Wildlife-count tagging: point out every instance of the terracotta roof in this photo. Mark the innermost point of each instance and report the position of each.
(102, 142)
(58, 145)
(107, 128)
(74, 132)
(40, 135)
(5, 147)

+-------+

* [Exercise description] The expected response is the full set of records, reproduced exactly.

* [Exercise solution]
Wildlife-count tagging: point out every instance of the terracotta roof in this photo. Mark the innermost point of each instance and report the position of each.
(102, 142)
(58, 145)
(107, 128)
(74, 132)
(40, 135)
(5, 147)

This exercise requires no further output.